* [WHAT IS BEING ASKED]
Rename every "man's" in the listing to "person's" and reproduce all its other lines unchanged, without the pictures.

[Object detection data]
────────

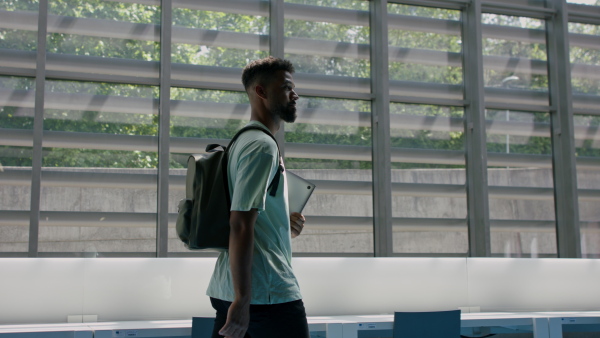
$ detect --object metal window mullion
[156,0,172,257]
[269,0,285,157]
[370,0,394,257]
[29,0,48,257]
[462,0,491,257]
[546,0,581,258]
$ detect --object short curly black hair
[242,56,295,90]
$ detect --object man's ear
[254,85,267,99]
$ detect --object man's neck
[250,114,281,135]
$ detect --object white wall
[0,258,600,324]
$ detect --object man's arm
[219,209,258,338]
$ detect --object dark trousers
[210,298,310,338]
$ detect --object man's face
[268,70,299,122]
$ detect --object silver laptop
[286,170,315,213]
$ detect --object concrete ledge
[0,258,600,324]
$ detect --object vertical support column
[546,0,581,258]
[370,0,394,257]
[29,0,48,257]
[462,0,491,257]
[533,318,550,338]
[156,0,172,257]
[269,0,285,153]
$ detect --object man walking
[207,57,309,338]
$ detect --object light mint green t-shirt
[206,121,302,304]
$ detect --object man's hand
[219,301,250,338]
[290,212,306,238]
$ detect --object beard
[273,104,298,123]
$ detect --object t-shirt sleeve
[231,145,278,211]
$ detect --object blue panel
[393,310,460,338]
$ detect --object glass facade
[0,0,600,258]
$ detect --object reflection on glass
[39,81,158,254]
[388,4,463,84]
[47,0,160,61]
[481,14,548,90]
[284,0,370,78]
[172,8,269,68]
[285,97,373,253]
[390,103,468,256]
[0,76,35,252]
[569,23,600,95]
[574,115,600,258]
[486,110,556,257]
[0,0,38,52]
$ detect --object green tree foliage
[0,0,600,169]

────────

* [FINAL ANSWER]
$ detect --object metal window mullion
[156,0,172,257]
[269,0,285,157]
[370,0,394,257]
[29,0,48,257]
[462,0,491,257]
[546,0,581,258]
$ detect --object short curly black hair
[242,56,295,90]
$ detect --object person's ear
[254,85,267,99]
$ detect --object person's neck
[250,114,281,135]
$ detect --object white wall
[0,258,600,324]
$ detect --object person's arm
[219,209,258,338]
$ detect --object dark trousers
[210,298,310,338]
$ detect --object person's face
[268,70,299,122]
$ detect --object silver laptop
[286,170,315,213]
$ detect --object concrete ledge
[0,258,600,324]
$ detect --object vertical support column
[546,0,581,258]
[370,0,394,257]
[29,0,48,257]
[462,0,491,257]
[533,318,550,338]
[156,0,172,257]
[269,0,285,153]
$ detect --object man walking
[207,57,309,338]
$ detect --object light mint green t-shirt
[206,121,302,304]
$ detect --object person's hand
[219,301,250,338]
[290,212,306,238]
$ detect --object beard
[273,104,298,123]
$ detect --object t-shirt sleeve
[231,145,278,211]
$ detect --object blue panel
[393,310,460,338]
$ detect --object glass facade
[0,0,600,258]
$ detect --object reflection on glass
[39,81,158,254]
[388,4,463,84]
[47,0,160,61]
[481,14,548,90]
[284,0,370,78]
[172,8,269,68]
[285,97,373,253]
[390,103,468,256]
[0,76,35,252]
[569,23,600,95]
[574,115,600,258]
[486,110,556,257]
[0,0,38,52]
$ detect --object green tree foliage
[0,0,600,169]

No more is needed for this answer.